• **Your objective**:
Would you copy each line of the records that includes the word "brick"?
☆ ☆ ☆ ☆ ☆
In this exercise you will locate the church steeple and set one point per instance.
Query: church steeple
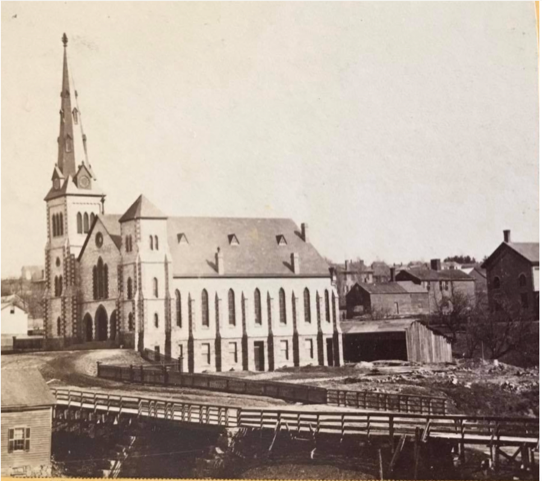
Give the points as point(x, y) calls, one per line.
point(71, 139)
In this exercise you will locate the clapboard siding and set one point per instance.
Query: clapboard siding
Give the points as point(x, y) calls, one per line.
point(40, 423)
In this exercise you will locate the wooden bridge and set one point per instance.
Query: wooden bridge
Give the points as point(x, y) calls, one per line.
point(496, 432)
point(170, 375)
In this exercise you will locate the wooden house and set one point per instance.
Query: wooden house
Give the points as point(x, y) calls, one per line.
point(27, 410)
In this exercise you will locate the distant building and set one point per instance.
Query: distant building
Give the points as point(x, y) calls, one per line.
point(404, 298)
point(397, 339)
point(33, 273)
point(14, 316)
point(513, 275)
point(27, 408)
point(440, 283)
point(381, 272)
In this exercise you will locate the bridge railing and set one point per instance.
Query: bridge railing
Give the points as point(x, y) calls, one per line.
point(168, 374)
point(504, 431)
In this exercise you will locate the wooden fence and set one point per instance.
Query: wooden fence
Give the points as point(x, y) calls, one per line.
point(458, 428)
point(170, 375)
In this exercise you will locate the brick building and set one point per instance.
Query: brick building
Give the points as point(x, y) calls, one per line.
point(218, 293)
point(513, 276)
point(440, 283)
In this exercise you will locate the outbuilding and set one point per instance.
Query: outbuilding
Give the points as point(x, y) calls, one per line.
point(27, 411)
point(398, 339)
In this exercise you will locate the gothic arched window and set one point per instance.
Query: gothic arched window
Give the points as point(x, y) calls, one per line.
point(326, 299)
point(307, 304)
point(155, 287)
point(178, 309)
point(204, 308)
point(129, 288)
point(282, 306)
point(257, 307)
point(231, 307)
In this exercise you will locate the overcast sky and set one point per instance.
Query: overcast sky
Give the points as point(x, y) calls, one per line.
point(398, 131)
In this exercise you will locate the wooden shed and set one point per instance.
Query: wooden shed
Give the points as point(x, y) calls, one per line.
point(398, 339)
point(27, 410)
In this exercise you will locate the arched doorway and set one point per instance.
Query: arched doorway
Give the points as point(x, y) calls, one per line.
point(113, 326)
point(87, 323)
point(101, 324)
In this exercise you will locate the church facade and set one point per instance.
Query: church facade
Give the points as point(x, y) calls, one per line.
point(216, 293)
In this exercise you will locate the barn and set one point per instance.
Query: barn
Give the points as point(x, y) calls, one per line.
point(27, 411)
point(397, 339)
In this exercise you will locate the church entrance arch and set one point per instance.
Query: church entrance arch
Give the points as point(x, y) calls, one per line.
point(87, 323)
point(101, 324)
point(113, 326)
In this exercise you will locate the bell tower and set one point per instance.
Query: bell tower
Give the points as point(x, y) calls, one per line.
point(72, 203)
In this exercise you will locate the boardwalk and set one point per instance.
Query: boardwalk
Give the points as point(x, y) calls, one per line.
point(500, 432)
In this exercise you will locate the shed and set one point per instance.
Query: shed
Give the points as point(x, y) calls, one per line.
point(27, 409)
point(400, 339)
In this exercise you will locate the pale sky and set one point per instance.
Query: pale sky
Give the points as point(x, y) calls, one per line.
point(398, 131)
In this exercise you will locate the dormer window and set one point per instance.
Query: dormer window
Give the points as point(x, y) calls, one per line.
point(281, 240)
point(232, 238)
point(182, 239)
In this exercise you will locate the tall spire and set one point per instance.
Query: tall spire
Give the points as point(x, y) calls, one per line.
point(71, 139)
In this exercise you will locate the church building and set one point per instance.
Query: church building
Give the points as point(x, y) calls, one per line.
point(216, 293)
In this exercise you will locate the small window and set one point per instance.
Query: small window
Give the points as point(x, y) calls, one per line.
point(284, 351)
point(257, 307)
point(18, 439)
point(129, 288)
point(309, 348)
point(206, 353)
point(233, 352)
point(232, 239)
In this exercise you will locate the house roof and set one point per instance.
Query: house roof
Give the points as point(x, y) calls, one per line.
point(442, 275)
point(528, 250)
point(142, 208)
point(258, 253)
point(400, 287)
point(193, 243)
point(24, 388)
☆ ☆ ☆ ☆ ☆
• **Task response**:
In this exercise you will locate the brick building and set one point per instance.
Query: brick building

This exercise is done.